■ INPUT ROWS ■
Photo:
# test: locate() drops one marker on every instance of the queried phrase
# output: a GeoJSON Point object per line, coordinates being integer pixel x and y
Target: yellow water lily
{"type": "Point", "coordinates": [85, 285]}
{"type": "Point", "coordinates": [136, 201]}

■ WHAT YOU HAVE TO DO ■
Convert every line of the records above into a numbered list, omitting any blank lines.

■ FINISHED ANSWER ■
1. Photo:
2. # test: locate() drops one marker on every instance of the queried phrase
3. # output: a GeoJSON Point object per line, coordinates being integer pixel x and y
4. Target: yellow water lily
5. {"type": "Point", "coordinates": [85, 285]}
6. {"type": "Point", "coordinates": [136, 201]}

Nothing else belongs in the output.